Which of the lines in the listing that follows hold "sunglasses"? Pull each one out.

[The input Boundary: Start]

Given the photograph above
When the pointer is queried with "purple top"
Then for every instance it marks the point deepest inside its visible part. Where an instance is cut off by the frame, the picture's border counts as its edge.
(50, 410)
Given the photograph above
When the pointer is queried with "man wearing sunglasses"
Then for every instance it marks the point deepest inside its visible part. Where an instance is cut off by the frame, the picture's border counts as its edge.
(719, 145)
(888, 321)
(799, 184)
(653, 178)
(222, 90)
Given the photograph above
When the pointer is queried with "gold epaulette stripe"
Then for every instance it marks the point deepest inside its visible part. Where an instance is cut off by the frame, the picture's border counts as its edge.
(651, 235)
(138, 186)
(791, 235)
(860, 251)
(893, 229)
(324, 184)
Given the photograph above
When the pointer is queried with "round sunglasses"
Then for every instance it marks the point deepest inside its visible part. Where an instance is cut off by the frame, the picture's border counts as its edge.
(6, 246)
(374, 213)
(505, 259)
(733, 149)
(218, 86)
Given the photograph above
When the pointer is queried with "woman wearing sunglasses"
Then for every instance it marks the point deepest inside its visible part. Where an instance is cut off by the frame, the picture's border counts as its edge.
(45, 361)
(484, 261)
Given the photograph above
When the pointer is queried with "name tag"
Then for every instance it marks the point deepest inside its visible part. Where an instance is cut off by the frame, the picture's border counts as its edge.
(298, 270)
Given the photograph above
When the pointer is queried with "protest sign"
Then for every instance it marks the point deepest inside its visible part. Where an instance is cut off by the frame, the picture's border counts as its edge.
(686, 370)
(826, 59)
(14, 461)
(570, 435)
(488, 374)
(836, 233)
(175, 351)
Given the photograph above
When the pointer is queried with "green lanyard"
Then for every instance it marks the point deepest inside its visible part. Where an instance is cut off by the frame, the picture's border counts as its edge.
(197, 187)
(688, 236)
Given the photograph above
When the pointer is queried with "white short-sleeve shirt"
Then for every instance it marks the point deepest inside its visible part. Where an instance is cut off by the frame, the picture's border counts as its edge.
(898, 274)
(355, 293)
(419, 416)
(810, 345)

[The input Boundary: End]

### Response to the exercise
When the pointer is queried with "man wearing sunglasses"
When the pointer is queried with "round sunglasses"
When the pointer is queried with "woman wearing sunglasses"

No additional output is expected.